> **Task directions**
Reproduce all of the data below verbatim, line for line.

> **Rows from a box labeling dataset**
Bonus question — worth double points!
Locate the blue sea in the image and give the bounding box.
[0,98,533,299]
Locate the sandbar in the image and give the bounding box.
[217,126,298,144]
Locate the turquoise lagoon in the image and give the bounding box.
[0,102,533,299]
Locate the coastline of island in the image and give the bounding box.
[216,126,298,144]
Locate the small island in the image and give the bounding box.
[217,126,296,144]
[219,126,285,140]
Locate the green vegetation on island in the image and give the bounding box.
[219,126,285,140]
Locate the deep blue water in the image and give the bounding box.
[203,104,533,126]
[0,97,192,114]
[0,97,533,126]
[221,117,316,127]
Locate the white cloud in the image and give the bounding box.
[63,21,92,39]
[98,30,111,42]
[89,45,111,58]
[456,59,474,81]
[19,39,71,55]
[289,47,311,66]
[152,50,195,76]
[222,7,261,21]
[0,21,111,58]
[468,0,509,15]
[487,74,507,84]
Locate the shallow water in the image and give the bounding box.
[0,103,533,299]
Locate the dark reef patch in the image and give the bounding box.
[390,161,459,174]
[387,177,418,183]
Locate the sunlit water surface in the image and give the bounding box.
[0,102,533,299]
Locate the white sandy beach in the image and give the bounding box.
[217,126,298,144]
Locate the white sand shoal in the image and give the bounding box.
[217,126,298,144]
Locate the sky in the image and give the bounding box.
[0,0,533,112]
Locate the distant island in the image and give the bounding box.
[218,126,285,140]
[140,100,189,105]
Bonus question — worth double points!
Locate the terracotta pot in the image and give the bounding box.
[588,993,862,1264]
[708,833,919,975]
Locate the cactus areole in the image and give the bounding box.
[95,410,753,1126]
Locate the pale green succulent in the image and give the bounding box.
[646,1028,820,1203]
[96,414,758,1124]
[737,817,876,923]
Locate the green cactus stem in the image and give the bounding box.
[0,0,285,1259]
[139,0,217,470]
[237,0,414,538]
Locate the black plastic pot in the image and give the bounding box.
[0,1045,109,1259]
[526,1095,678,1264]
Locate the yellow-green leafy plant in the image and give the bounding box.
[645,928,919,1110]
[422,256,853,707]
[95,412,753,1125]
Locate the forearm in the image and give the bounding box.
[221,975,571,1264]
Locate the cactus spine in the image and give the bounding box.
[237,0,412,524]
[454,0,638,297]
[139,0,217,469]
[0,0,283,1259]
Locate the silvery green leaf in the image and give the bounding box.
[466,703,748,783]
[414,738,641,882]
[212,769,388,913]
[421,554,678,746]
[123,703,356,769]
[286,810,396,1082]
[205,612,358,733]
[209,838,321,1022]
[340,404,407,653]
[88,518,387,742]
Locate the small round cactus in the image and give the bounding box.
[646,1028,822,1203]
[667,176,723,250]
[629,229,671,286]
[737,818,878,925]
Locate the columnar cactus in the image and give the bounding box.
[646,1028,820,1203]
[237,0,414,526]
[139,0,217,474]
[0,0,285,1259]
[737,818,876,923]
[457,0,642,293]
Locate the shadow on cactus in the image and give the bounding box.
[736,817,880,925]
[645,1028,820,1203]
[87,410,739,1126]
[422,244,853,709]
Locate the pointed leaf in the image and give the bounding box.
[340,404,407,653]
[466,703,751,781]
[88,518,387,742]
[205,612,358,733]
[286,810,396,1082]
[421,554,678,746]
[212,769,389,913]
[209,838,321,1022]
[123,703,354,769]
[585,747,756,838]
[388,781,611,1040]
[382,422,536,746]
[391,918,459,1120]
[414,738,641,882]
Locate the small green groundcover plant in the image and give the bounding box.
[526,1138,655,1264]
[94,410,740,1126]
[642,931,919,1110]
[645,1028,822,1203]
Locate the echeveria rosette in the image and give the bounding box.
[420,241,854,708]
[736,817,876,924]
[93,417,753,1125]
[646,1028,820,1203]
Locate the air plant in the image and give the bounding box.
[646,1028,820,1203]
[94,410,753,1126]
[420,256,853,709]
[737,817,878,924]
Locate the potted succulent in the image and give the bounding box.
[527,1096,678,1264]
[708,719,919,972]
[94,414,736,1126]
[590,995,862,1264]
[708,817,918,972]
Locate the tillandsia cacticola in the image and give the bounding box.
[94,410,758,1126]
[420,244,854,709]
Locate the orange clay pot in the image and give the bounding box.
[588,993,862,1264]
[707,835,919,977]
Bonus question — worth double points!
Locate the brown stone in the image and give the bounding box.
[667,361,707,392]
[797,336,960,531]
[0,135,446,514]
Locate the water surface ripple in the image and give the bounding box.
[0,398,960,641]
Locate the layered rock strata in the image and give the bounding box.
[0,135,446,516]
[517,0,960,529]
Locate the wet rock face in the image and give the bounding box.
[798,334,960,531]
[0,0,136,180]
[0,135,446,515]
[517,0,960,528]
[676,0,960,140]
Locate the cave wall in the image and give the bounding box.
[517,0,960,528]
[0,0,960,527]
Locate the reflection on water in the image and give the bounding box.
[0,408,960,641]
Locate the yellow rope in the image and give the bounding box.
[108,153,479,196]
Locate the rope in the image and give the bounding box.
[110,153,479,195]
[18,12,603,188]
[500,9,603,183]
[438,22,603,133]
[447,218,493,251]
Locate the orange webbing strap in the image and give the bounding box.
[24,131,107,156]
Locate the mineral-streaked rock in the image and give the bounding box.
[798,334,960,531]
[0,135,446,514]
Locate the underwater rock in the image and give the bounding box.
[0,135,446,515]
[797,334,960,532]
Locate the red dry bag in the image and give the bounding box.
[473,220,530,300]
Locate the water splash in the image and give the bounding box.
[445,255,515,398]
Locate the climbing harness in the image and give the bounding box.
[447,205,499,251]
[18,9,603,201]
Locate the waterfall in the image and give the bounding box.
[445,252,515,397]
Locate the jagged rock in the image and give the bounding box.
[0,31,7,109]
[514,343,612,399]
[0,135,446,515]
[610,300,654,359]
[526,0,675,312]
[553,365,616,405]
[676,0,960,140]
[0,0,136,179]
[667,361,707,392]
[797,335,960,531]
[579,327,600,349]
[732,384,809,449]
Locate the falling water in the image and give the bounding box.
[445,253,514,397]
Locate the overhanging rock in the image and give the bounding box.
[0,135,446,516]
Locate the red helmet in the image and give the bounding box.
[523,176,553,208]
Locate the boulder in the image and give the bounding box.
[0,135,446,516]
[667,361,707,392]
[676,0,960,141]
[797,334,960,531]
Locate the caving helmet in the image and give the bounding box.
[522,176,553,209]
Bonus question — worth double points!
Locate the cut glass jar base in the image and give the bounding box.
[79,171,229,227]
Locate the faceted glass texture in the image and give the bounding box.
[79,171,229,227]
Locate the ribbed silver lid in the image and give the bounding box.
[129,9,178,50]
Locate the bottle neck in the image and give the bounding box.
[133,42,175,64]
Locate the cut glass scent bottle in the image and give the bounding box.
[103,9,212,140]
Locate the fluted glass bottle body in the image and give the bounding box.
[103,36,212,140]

> **Solution below**
Bonus question — worth double points!
Locate the blue sea in the image and give the bounding box.
[0,98,533,299]
Locate the sandbar in the image and give the bounding box.
[217,126,298,144]
Locate the turquoise lagoon in the image and give the bounding box.
[0,102,533,299]
Locate the coastline of island in the image and give the bounding box.
[216,126,298,144]
Locate the small island in the image and give the bounding box.
[217,126,296,144]
[219,126,285,140]
Locate the green vegetation on island in the image and give the bounding box.
[219,126,285,140]
Locate the deep blue water in the image and give the bounding box.
[203,104,533,126]
[0,97,192,114]
[0,97,533,126]
[221,117,316,127]
Locate the white cloud in the image and give the bounding box.
[63,21,92,39]
[98,30,111,42]
[89,45,111,58]
[456,59,474,81]
[19,39,71,55]
[289,47,311,66]
[152,50,195,76]
[222,7,261,21]
[0,21,111,58]
[468,0,509,15]
[487,74,507,84]
Locate the shallow water in the image and give the bounding box.
[0,103,533,299]
Locate the dark reef patch in the image and give the bounding box.
[390,161,459,174]
[387,177,418,183]
Locate the sunlit water surface in the image and give the bounding box.
[0,102,533,299]
Locate the white sandy beach in the image and give the bounding box.
[217,126,298,144]
Locate the white sand shoal in the image and give the bounding box.
[217,126,298,144]
Locate the sky in the image and give the bounding box.
[0,0,533,112]
Locate the distant island in the image and give the bounding box.
[218,126,285,140]
[140,100,189,105]
Bonus question — worth double points!
Locate the terracotta pot in the image and give the bounding box.
[588,993,862,1264]
[708,833,919,975]
Locate the cactus areole in the image and give the bounding box.
[95,410,753,1126]
Locate the pale green succulent in the image and give the bounding box.
[646,1028,820,1203]
[96,414,758,1124]
[737,817,876,923]
Locate the green cactus stem in the image and give the bounding box.
[0,0,285,1259]
[139,0,217,470]
[237,0,414,538]
Locate the black plastic pot in the image and give the bounding box.
[0,1045,109,1259]
[526,1095,678,1264]
Locate the yellow-green leafy plant in the image and give the bounding box.
[645,928,919,1110]
[422,256,853,707]
[95,412,753,1125]
Locate the forearm in the image and give the bounding box.
[221,975,571,1264]
Locate the cactus spine in the image and give the bounding box.
[237,0,412,524]
[454,0,638,297]
[139,0,217,469]
[0,0,283,1259]
Locate the silvery green leaf in the image and give the bounding box.
[466,703,748,783]
[414,738,641,882]
[212,769,388,913]
[421,554,678,746]
[123,703,356,769]
[286,810,396,1082]
[205,612,358,733]
[209,838,321,1022]
[340,404,407,653]
[88,518,387,742]
Locate the small round cactus in the image and give the bounding box.
[646,1028,822,1203]
[667,176,723,250]
[629,229,671,286]
[737,818,878,925]
Locate the columnar cactus in the image and give the bounding box.
[646,1028,820,1203]
[237,0,414,526]
[139,0,217,474]
[0,0,285,1259]
[737,818,876,923]
[457,0,642,293]
Locate the shadow on cactus in the image and give the bounding box.
[736,817,880,925]
[645,1028,820,1203]
[87,410,739,1126]
[422,244,853,709]
Locate the pointed leaf in the image and give the bounding box.
[340,404,407,653]
[466,703,751,781]
[88,518,387,742]
[205,612,358,733]
[286,810,396,1082]
[421,554,678,746]
[212,769,389,913]
[209,838,321,1022]
[123,703,354,769]
[585,747,756,838]
[388,781,611,1040]
[382,422,536,746]
[391,918,459,1120]
[414,738,641,882]
Locate the small green groundcover plant in the image and give the bounding box.
[526,1138,655,1264]
[94,410,740,1126]
[642,931,919,1110]
[645,1028,822,1203]
Locate the echeveria rosette in the image and give the bounding box.
[420,241,854,708]
[736,817,876,924]
[93,417,753,1125]
[646,1028,820,1203]
Locate the air plant in the image and give the bounding box.
[646,1028,820,1203]
[94,410,753,1126]
[420,256,853,709]
[737,817,878,924]
Locate the potted succulent in the image and give the bounding box.
[527,1096,678,1264]
[708,719,919,972]
[94,414,736,1126]
[590,995,862,1264]
[708,817,918,972]
Locate the tillandsia cacticola in the image and give the bounding box.
[94,410,758,1126]
[420,244,854,709]
Locate the orange clay pot in the image and give the bounding box.
[588,993,862,1264]
[707,835,919,977]
Bonus question — worth double points!
Locate the brown stone in the image and give the bounding box.
[667,361,707,392]
[797,336,960,531]
[0,135,446,514]
Locate the water surface ripple in the image and give the bounding box.
[0,398,960,641]
Locate the layered rock strata in the image and give the bounding box.
[0,135,446,516]
[517,0,960,529]
Locate the wet rock face in the image and give the bounding box.
[798,334,960,531]
[0,0,136,180]
[0,135,446,515]
[517,0,960,528]
[676,0,960,140]
Locate the cave wall in the image and give the bounding box.
[517,0,960,528]
[0,0,960,527]
Locate the reflection on water in the image and give the bounding box.
[0,408,960,641]
Locate the yellow rope in the image and give the bounding box.
[108,153,479,196]
Locate the rope in the image and give the bounding box.
[110,153,479,195]
[18,12,603,188]
[500,9,603,183]
[438,22,603,133]
[447,218,493,251]
Locate the orange webbing strap in the image and give the bounding box.
[24,131,107,156]
Locate the mineral-streaked rock in the image and give the bounding box.
[798,334,960,531]
[0,135,446,514]
Locate the underwater rock in the image and give the bounding box.
[0,135,446,515]
[797,334,960,532]
Locate the red dry bag in the image and give the bounding box.
[473,220,530,300]
Locate the water splash in the image and give the bounding box.
[445,255,515,398]
Locate the climbing harness in the image and give the bounding box.
[447,205,499,251]
[18,9,603,201]
Locate the waterfall in the image and give the bounding box.
[445,252,515,397]
Locate the jagged rock in the image and give the bounding box.
[0,31,7,109]
[514,343,612,399]
[0,135,446,515]
[610,300,654,359]
[526,0,675,312]
[553,365,616,405]
[676,0,960,140]
[0,0,136,179]
[667,361,707,392]
[797,335,960,531]
[579,327,600,349]
[732,384,809,449]
Locate the falling water in the image and give the bounding box.
[445,253,514,397]
Locate the overhanging rock in the image and give the bounding box.
[0,135,446,516]
Locate the red helmet in the image and give the bounding box.
[523,176,553,208]
Locate the boulder in the image and give the bounding box.
[0,135,446,516]
[667,361,707,392]
[676,0,960,141]
[797,334,960,531]
Locate the caving helmet in the image and give the bounding box.
[522,176,553,209]
Bonus question — worth double points!
Locate the cut glass jar base in the image and give the bounding box.
[79,171,229,227]
Locate the faceted glass texture in the image and give the bounding box.
[79,171,229,227]
Locate the ribbed silver lid in the image and give the bounding box.
[129,9,178,50]
Locate the bottle neck in the image and give the bounding box.
[133,42,175,64]
Locate the cut glass scent bottle in the image and give the bounding box.
[103,9,212,140]
Locate the fluted glass bottle body in the image and give the bounding box.
[103,36,212,140]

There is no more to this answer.